(Records shown):
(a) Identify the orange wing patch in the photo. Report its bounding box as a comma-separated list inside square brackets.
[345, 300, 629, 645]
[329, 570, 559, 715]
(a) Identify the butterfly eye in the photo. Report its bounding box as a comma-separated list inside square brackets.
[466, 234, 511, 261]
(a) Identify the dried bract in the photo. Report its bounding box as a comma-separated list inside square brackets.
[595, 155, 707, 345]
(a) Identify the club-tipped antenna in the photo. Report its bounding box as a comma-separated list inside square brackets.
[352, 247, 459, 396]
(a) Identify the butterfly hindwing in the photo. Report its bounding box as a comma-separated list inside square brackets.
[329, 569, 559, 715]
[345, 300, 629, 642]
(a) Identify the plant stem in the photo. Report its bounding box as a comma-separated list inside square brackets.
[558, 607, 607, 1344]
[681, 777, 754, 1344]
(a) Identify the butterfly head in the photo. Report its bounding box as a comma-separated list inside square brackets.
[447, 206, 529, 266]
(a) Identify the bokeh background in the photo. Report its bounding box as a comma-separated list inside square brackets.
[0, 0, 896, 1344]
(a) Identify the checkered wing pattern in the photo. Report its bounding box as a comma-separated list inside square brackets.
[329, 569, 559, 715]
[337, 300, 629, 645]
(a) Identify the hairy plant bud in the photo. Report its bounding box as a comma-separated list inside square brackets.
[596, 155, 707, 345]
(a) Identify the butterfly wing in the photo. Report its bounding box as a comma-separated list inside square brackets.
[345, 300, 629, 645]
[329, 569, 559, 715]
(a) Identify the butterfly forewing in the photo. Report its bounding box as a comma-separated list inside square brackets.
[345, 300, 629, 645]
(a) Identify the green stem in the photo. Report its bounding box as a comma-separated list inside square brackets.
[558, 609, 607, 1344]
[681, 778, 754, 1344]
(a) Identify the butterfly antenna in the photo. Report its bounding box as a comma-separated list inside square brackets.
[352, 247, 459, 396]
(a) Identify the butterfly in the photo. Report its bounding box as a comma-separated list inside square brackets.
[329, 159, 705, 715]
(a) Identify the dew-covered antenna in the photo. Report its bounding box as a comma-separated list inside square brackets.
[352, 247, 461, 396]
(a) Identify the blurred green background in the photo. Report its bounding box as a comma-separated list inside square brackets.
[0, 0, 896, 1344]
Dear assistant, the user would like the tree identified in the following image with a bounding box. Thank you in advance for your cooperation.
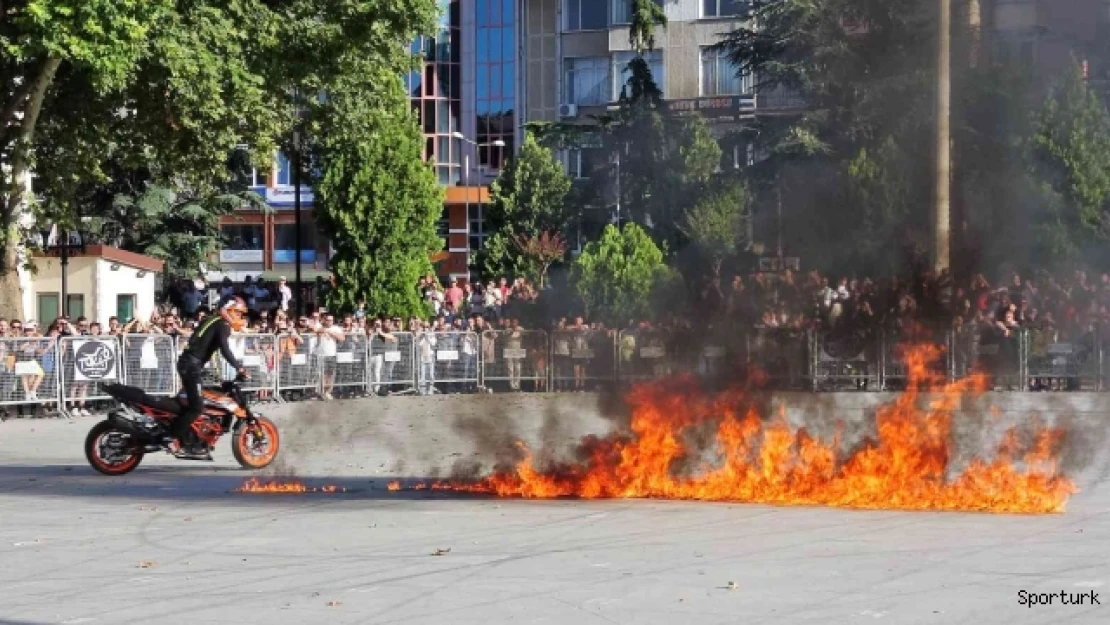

(Exercise aim): Can you rewrite the material from the line containing "(a) Identify the butterfly antenna" through its final line, both ends included, swapping "antenna" for "feeler" and leaving everything else unchanged? Omit the pictures from your answer.

(Task response):
(a) Identify the butterfly feeler in the photo. Report its bounding box as a comma-separated list inside square brackets.
[352, 247, 459, 396]
(a) Identify the butterfly in the photo. Report its bounding box as a comma-separated list inside square brackets.
[329, 159, 705, 715]
(a) Identify the dew-covered feeler in the photo. Report its bounding box as a comma-separated list inside square brackets.
[352, 247, 461, 396]
(a) Identify the blurred green background in the photo. Report its bounding box as a comma-separated list inside square brackets.
[0, 0, 896, 1344]
Dear assistant, the user would like the tree identified in the following image with a bounding box. Thank you in advance for your cooperation.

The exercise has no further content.